### Énoncé écrit
Répondez aux trois questions suivantes en vous appuyant sur le texte sur les causes socio-économiques de l'exode des jeunes Saloum Saloum, placé plus bas.
1. Quelle part des jeunes dit avoir pris le chemin de l'exode pour aider ses parents ?
2. Quel âge a le jeune migrant A.C ?
3. D'après A.B.DIOP (1965), quel pourcentage des migrants ont quitté le Fouta pour des raisons économiques ?

### Passage fourni
..........
Causes socio-économiques
Nombreux sont les enquêtés qui ont désigné l’agriculture comme étant leur activité principale avant leur départ pour Dakar. S’ils sont en ville c’est parce que l’agriculture ne répond plus à leurs aspirations. L’insuffisance de la production agricole et la dégradation des conditions d’une bonne agriculture sont les motifs notables de l’exode des jeunes Saloum Saloum. Le départ vers Dakar répond à un besoin de recherches de ressources financières complémentaires pour leur survie. L’intérêt personnel que le migrant manifeste pour être en ville est inhérent à la position qu’il occupe dans sa famille.
En effet à la question : pour quoi êtes vous venus à Dakar, 43% des jeunes répondent qu’ils ont emprunté le chemin de l’exode pour aider leurs parents et 42% ont évoqué le désir de trouver du travail. L’aide à la famille est la raison la plus fréquemment évoquée. Cette migration est donc principalement fille d’un besoin de recherche d’occupations professionnelles.
En guise d’illustrations suivons A.C, jeune migrant de 27 ans qui s’explique sur les raisons qui l’ont poussé à venir à Dakar: « je suis venu uniquement à pour les aider dans les travaux champêtres. Mais vue les maigres ressources dont ils disposent et qui ne permettent pas de couvrir les semences, je suis obligé de quitter mon village dans l’espoir de trouver du travail à Dakar. S’il y avait des possibilités de promotion sociale en milieu rural j’y resterais, car il n’y a de plus beau que de rester au près de ses parents ». Il ressort de ce qui précède que la présence en ville de la plupart des migrants relève d’un choix délibéré. Ce n’est pas l’attirance urbaine ni la désintégration des cellules familiales qui provoquent le départ des jeunes ruraux, c’est plutôt l’inquiétude de l’avenir et le sens de la responsabilité qui les caractérisent même si les avis sont partagés sur l’incitation au départ. Ces propos montrent aussi le lien qui doit exister entre le jeune et ses parents.
En effet le jeune a l’obligation d’entretenir ses parents, de subvenir à leur besoin. Dans ce cas l’aide aux parents devient une norme sociale à laquelle chaque enfant doit se conformer. C’est pour dire que l’aspect économique est déterminant dans l’explication du phénomène migratoire des jeunes saloum saloum. En effet 85% des jeunes ont quitté leur village pour des raisons économiques. Presque tous les chercheurs ayant étudié les migrations de populations en Afrique et notamment dans le pays, ont montré qu’elles concernent des travailleurs qui vont vendre leur force de travail dans les centres urbains. C’est le cas de A.B.DIOP (1965) qui soutient que 94% des migrants ont quitté le Fouta pour des raisons économiques. De la même façon le facteur économique est aujourd’hui la cause déterminante de la migration générale des jeunes saloum saloum. Mais il n’en reste pas moins que d’autres facteurs psychosociologiques et physiques interviennent dans la compréhension du phénomène migratoire.
..........
[Enregistrements d'annotation de points]
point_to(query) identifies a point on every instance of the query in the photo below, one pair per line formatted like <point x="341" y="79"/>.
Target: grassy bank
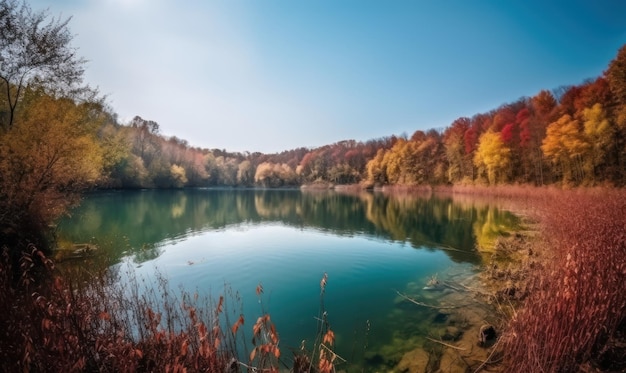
<point x="575" y="315"/>
<point x="561" y="293"/>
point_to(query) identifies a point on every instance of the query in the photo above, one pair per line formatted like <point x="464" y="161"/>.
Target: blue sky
<point x="272" y="75"/>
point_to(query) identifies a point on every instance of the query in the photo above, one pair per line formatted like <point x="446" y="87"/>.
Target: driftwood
<point x="424" y="304"/>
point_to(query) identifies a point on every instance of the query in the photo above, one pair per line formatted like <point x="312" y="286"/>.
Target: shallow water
<point x="370" y="245"/>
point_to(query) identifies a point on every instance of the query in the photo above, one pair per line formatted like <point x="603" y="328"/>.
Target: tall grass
<point x="575" y="317"/>
<point x="67" y="322"/>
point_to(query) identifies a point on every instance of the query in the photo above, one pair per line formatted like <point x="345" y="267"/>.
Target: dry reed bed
<point x="576" y="314"/>
<point x="69" y="322"/>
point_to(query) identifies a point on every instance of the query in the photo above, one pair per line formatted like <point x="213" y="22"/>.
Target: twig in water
<point x="424" y="304"/>
<point x="446" y="344"/>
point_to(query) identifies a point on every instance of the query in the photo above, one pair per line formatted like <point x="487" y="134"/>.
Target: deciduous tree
<point x="35" y="48"/>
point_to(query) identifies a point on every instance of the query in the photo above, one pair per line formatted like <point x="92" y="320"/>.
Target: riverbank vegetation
<point x="58" y="138"/>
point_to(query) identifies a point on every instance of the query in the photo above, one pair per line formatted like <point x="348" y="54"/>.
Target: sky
<point x="274" y="75"/>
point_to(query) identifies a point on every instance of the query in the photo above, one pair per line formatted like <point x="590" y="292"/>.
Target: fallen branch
<point x="424" y="304"/>
<point x="446" y="344"/>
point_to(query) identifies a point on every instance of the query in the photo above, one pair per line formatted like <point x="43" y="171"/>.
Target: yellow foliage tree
<point x="49" y="154"/>
<point x="179" y="176"/>
<point x="600" y="135"/>
<point x="492" y="157"/>
<point x="565" y="145"/>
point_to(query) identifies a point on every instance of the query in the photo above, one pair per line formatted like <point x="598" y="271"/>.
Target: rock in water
<point x="486" y="335"/>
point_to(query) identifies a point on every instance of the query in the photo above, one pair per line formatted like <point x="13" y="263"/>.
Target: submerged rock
<point x="486" y="335"/>
<point x="452" y="333"/>
<point x="415" y="361"/>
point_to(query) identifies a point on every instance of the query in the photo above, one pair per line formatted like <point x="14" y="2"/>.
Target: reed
<point x="575" y="316"/>
<point x="71" y="322"/>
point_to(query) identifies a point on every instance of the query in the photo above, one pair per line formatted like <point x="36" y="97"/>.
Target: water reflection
<point x="139" y="223"/>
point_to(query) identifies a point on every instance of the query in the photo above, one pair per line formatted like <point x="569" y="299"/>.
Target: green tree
<point x="34" y="48"/>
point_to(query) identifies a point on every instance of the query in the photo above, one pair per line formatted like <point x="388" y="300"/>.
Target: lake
<point x="371" y="246"/>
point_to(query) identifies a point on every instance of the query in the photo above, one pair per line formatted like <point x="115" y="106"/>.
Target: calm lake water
<point x="370" y="245"/>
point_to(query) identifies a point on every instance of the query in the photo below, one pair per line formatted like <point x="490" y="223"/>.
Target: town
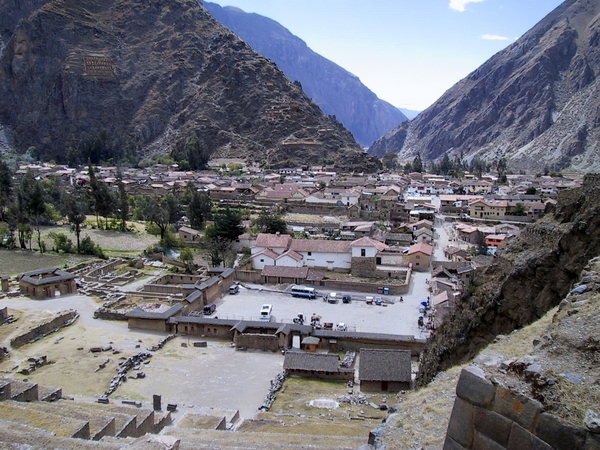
<point x="346" y="282"/>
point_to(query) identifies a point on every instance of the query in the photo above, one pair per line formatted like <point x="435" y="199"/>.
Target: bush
<point x="87" y="247"/>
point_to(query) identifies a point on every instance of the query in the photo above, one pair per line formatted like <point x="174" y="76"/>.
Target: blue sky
<point x="409" y="52"/>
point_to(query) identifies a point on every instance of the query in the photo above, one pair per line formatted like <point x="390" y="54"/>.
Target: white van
<point x="265" y="313"/>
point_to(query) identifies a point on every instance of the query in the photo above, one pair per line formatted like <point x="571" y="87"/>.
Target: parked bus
<point x="265" y="313"/>
<point x="303" y="291"/>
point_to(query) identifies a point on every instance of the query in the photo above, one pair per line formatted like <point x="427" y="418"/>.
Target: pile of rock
<point x="162" y="343"/>
<point x="124" y="367"/>
<point x="276" y="385"/>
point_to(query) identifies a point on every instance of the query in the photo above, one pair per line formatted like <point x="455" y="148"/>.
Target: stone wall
<point x="490" y="416"/>
<point x="264" y="341"/>
<point x="63" y="320"/>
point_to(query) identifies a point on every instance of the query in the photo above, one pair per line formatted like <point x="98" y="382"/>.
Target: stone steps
<point x="27" y="415"/>
<point x="15" y="437"/>
<point x="100" y="424"/>
<point x="231" y="440"/>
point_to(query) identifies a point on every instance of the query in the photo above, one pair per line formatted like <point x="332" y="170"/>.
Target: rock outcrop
<point x="334" y="89"/>
<point x="532" y="275"/>
<point x="151" y="76"/>
<point x="536" y="103"/>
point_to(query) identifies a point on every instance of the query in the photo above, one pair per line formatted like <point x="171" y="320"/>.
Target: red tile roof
<point x="421" y="247"/>
<point x="273" y="240"/>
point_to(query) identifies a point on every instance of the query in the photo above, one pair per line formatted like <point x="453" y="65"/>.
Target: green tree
<point x="6" y="190"/>
<point x="519" y="209"/>
<point x="199" y="208"/>
<point x="187" y="257"/>
<point x="217" y="246"/>
<point x="196" y="153"/>
<point x="417" y="164"/>
<point x="270" y="223"/>
<point x="34" y="203"/>
<point x="122" y="202"/>
<point x="227" y="224"/>
<point x="390" y="160"/>
<point x="74" y="209"/>
<point x="61" y="242"/>
<point x="88" y="247"/>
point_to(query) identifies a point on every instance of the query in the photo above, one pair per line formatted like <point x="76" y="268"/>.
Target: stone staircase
<point x="28" y="422"/>
<point x="31" y="415"/>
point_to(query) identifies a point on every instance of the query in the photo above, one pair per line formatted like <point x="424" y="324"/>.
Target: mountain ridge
<point x="534" y="104"/>
<point x="337" y="91"/>
<point x="165" y="79"/>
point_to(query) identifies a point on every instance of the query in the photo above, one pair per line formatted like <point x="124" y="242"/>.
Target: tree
<point x="74" y="210"/>
<point x="480" y="245"/>
<point x="227" y="224"/>
<point x="5" y="188"/>
<point x="196" y="153"/>
<point x="156" y="213"/>
<point x="270" y="223"/>
<point x="122" y="202"/>
<point x="217" y="246"/>
<point x="519" y="209"/>
<point x="34" y="203"/>
<point x="417" y="164"/>
<point x="199" y="208"/>
<point x="187" y="257"/>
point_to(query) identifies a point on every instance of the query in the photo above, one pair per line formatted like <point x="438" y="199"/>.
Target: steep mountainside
<point x="334" y="89"/>
<point x="535" y="103"/>
<point x="154" y="75"/>
<point x="529" y="277"/>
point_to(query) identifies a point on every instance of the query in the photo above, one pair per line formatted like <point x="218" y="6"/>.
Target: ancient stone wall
<point x="44" y="329"/>
<point x="264" y="341"/>
<point x="488" y="415"/>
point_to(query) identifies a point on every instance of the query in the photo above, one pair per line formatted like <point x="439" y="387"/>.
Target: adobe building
<point x="47" y="283"/>
<point x="384" y="370"/>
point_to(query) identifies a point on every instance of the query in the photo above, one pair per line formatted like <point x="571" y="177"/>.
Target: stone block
<point x="460" y="427"/>
<point x="592" y="441"/>
<point x="560" y="434"/>
<point x="482" y="442"/>
<point x="520" y="438"/>
<point x="474" y="388"/>
<point x="451" y="444"/>
<point x="523" y="410"/>
<point x="492" y="425"/>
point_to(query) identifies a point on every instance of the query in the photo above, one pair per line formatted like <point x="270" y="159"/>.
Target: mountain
<point x="409" y="113"/>
<point x="536" y="103"/>
<point x="104" y="78"/>
<point x="334" y="89"/>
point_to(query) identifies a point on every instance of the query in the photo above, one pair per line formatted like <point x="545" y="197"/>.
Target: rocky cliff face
<point x="334" y="89"/>
<point x="155" y="74"/>
<point x="535" y="103"/>
<point x="529" y="277"/>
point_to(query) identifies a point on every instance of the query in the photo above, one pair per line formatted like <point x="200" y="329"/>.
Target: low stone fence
<point x="63" y="320"/>
<point x="264" y="341"/>
<point x="488" y="415"/>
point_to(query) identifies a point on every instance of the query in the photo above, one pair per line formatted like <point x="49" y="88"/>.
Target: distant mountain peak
<point x="535" y="103"/>
<point x="337" y="91"/>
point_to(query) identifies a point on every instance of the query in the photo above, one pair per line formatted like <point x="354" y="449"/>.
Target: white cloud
<point x="493" y="37"/>
<point x="459" y="5"/>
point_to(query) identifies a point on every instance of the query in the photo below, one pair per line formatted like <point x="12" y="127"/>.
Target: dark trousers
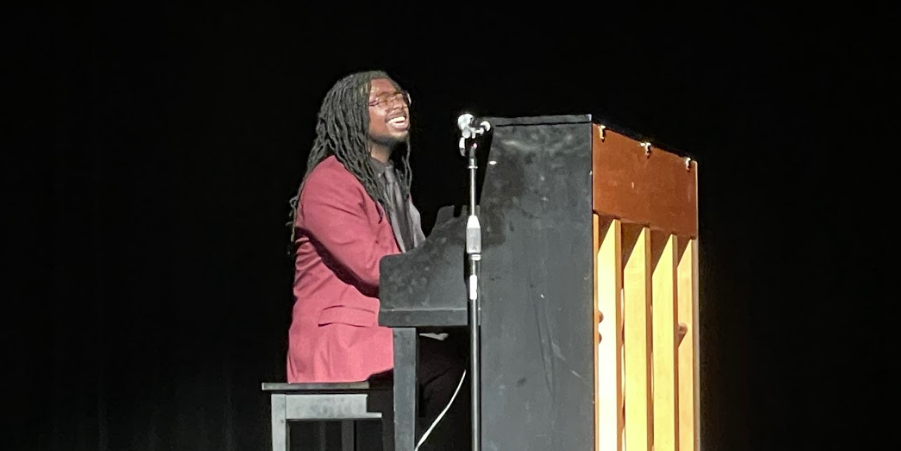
<point x="441" y="365"/>
<point x="438" y="373"/>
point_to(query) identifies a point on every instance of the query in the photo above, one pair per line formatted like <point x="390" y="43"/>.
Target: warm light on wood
<point x="666" y="433"/>
<point x="609" y="335"/>
<point x="645" y="208"/>
<point x="687" y="300"/>
<point x="637" y="342"/>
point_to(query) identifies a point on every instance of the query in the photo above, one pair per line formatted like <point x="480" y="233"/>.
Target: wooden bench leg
<point x="280" y="439"/>
<point x="348" y="436"/>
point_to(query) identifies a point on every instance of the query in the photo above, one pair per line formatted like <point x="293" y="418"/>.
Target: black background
<point x="151" y="152"/>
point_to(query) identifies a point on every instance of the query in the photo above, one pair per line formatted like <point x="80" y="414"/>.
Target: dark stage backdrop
<point x="155" y="149"/>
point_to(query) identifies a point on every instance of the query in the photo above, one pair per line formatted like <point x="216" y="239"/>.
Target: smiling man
<point x="353" y="208"/>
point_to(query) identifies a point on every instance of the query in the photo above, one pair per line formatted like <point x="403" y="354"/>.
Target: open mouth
<point x="399" y="122"/>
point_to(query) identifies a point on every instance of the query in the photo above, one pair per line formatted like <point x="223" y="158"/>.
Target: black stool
<point x="345" y="402"/>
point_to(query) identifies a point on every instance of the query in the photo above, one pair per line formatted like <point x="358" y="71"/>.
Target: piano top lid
<point x="587" y="119"/>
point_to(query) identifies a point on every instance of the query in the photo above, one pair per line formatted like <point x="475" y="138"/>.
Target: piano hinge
<point x="647" y="148"/>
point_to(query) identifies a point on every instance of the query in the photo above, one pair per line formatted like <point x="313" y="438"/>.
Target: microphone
<point x="465" y="124"/>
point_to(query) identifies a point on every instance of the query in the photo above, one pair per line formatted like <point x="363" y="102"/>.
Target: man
<point x="353" y="208"/>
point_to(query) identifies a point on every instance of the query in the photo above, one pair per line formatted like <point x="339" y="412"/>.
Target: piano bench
<point x="321" y="402"/>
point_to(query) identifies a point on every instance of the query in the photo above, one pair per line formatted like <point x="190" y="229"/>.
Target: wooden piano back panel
<point x="639" y="183"/>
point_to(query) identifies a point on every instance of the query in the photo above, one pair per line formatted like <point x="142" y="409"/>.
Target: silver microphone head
<point x="465" y="121"/>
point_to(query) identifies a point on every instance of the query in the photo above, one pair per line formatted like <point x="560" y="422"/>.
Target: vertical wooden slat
<point x="687" y="301"/>
<point x="609" y="336"/>
<point x="666" y="403"/>
<point x="637" y="292"/>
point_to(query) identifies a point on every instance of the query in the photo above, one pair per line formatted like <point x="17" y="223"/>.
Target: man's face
<point x="389" y="113"/>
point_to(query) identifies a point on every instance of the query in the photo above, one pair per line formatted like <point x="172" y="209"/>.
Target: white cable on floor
<point x="446" y="408"/>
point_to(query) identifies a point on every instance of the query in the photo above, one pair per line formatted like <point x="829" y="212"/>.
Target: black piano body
<point x="536" y="287"/>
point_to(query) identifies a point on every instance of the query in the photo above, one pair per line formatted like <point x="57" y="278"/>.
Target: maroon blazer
<point x="341" y="237"/>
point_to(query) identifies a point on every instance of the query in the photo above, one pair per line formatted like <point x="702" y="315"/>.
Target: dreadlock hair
<point x="342" y="130"/>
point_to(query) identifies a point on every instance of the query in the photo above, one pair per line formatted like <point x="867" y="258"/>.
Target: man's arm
<point x="334" y="216"/>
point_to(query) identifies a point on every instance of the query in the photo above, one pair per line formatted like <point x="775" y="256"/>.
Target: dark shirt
<point x="404" y="222"/>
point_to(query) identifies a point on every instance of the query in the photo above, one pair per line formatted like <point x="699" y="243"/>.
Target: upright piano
<point x="583" y="225"/>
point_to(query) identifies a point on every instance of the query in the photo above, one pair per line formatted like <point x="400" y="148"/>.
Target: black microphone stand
<point x="474" y="257"/>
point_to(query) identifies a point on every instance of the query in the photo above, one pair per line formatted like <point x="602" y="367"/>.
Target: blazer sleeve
<point x="335" y="216"/>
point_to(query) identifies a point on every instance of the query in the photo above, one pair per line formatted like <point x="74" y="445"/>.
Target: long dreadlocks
<point x="342" y="130"/>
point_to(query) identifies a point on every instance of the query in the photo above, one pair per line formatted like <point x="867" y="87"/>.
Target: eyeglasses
<point x="385" y="102"/>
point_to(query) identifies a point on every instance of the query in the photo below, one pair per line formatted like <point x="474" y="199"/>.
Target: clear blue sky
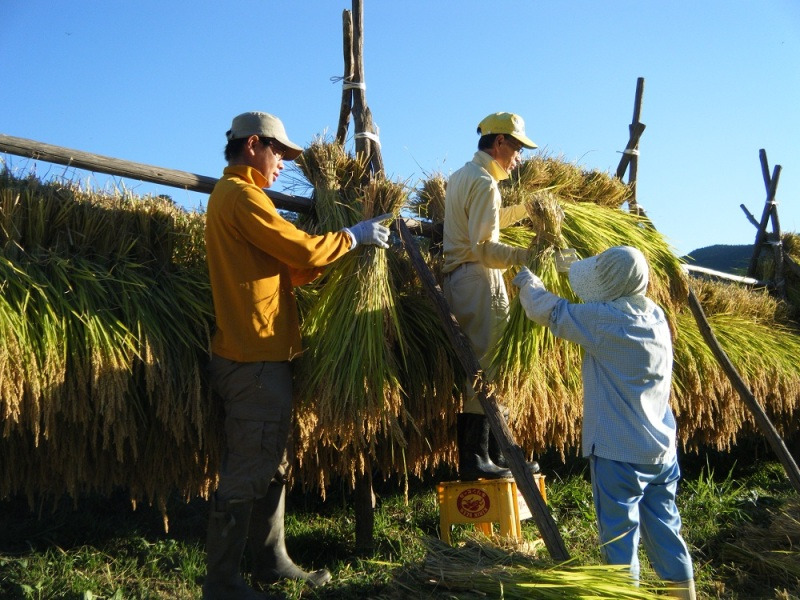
<point x="158" y="82"/>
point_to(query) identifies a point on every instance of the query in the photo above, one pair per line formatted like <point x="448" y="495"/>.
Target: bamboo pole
<point x="347" y="79"/>
<point x="762" y="420"/>
<point x="630" y="156"/>
<point x="367" y="142"/>
<point x="771" y="184"/>
<point x="513" y="453"/>
<point x="133" y="170"/>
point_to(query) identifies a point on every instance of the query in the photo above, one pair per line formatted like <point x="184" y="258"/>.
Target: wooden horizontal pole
<point x="133" y="170"/>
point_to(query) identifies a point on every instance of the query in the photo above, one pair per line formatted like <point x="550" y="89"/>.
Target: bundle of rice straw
<point x="771" y="552"/>
<point x="536" y="374"/>
<point x="348" y="382"/>
<point x="480" y="569"/>
<point x="764" y="348"/>
<point x="105" y="324"/>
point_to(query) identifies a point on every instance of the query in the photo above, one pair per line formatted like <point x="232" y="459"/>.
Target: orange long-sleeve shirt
<point x="255" y="258"/>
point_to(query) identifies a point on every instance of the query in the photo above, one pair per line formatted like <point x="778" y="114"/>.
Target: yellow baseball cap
<point x="507" y="124"/>
<point x="265" y="125"/>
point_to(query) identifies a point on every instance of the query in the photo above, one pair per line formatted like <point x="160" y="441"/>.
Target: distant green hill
<point x="721" y="257"/>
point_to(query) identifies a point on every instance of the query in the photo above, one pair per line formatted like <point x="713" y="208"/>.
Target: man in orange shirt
<point x="255" y="258"/>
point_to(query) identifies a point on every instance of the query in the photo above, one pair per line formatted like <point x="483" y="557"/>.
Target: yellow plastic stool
<point x="482" y="503"/>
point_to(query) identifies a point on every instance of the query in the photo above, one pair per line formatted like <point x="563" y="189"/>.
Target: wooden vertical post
<point x="367" y="142"/>
<point x="630" y="156"/>
<point x="769" y="215"/>
<point x="347" y="79"/>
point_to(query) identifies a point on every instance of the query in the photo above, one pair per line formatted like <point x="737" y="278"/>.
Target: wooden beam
<point x="133" y="170"/>
<point x="513" y="453"/>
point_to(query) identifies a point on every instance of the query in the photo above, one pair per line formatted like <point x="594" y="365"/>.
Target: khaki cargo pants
<point x="258" y="416"/>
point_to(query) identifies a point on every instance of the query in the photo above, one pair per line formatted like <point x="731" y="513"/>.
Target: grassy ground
<point x="741" y="520"/>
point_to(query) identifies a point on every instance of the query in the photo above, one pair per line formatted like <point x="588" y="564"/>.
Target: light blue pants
<point x="632" y="498"/>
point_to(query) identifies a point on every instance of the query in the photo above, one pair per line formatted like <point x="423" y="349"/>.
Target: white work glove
<point x="564" y="259"/>
<point x="370" y="232"/>
<point x="525" y="278"/>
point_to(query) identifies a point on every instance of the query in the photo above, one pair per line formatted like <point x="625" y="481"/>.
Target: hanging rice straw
<point x="349" y="372"/>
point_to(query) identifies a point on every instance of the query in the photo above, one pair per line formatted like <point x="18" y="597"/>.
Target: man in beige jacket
<point x="474" y="261"/>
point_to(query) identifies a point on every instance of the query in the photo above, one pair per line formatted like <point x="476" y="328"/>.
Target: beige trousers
<point x="478" y="299"/>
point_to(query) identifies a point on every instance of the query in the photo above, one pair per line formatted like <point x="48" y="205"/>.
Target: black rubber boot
<point x="267" y="546"/>
<point x="473" y="449"/>
<point x="225" y="542"/>
<point x="498" y="458"/>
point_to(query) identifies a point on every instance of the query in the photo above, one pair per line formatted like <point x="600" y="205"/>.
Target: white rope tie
<point x="370" y="136"/>
<point x="349" y="84"/>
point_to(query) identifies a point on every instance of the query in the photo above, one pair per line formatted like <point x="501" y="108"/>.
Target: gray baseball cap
<point x="263" y="125"/>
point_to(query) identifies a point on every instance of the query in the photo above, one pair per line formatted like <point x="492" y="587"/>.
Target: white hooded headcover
<point x="618" y="272"/>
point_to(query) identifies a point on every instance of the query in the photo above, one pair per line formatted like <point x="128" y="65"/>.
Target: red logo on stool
<point x="473" y="503"/>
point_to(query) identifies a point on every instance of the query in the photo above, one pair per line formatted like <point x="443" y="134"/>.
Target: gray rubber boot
<point x="498" y="458"/>
<point x="225" y="542"/>
<point x="473" y="449"/>
<point x="267" y="546"/>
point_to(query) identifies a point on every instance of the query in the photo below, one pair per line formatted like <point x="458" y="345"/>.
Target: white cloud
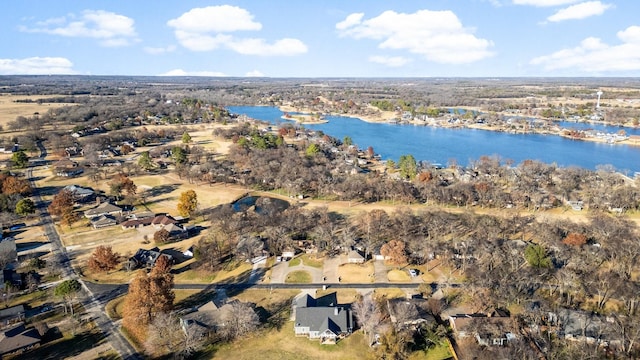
<point x="36" y="66"/>
<point x="180" y="72"/>
<point x="391" y="61"/>
<point x="438" y="36"/>
<point x="283" y="47"/>
<point x="580" y="11"/>
<point x="594" y="56"/>
<point x="351" y="20"/>
<point x="208" y="28"/>
<point x="224" y="18"/>
<point x="544" y="3"/>
<point x="254" y="73"/>
<point x="159" y="50"/>
<point x="113" y="30"/>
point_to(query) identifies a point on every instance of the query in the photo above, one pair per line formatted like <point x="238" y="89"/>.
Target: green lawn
<point x="298" y="277"/>
<point x="440" y="352"/>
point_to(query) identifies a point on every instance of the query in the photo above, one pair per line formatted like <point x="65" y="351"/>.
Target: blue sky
<point x="312" y="38"/>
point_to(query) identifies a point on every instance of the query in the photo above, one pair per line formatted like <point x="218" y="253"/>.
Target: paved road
<point x="92" y="305"/>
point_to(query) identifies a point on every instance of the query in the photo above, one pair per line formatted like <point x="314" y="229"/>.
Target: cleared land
<point x="10" y="109"/>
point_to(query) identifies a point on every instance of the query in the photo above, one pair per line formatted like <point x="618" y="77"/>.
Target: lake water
<point x="442" y="145"/>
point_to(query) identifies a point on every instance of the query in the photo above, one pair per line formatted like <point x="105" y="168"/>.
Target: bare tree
<point x="368" y="315"/>
<point x="239" y="319"/>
..........
### La réponse
1. 43 % des jeunes.
2. 27 ans.
3. 94 %.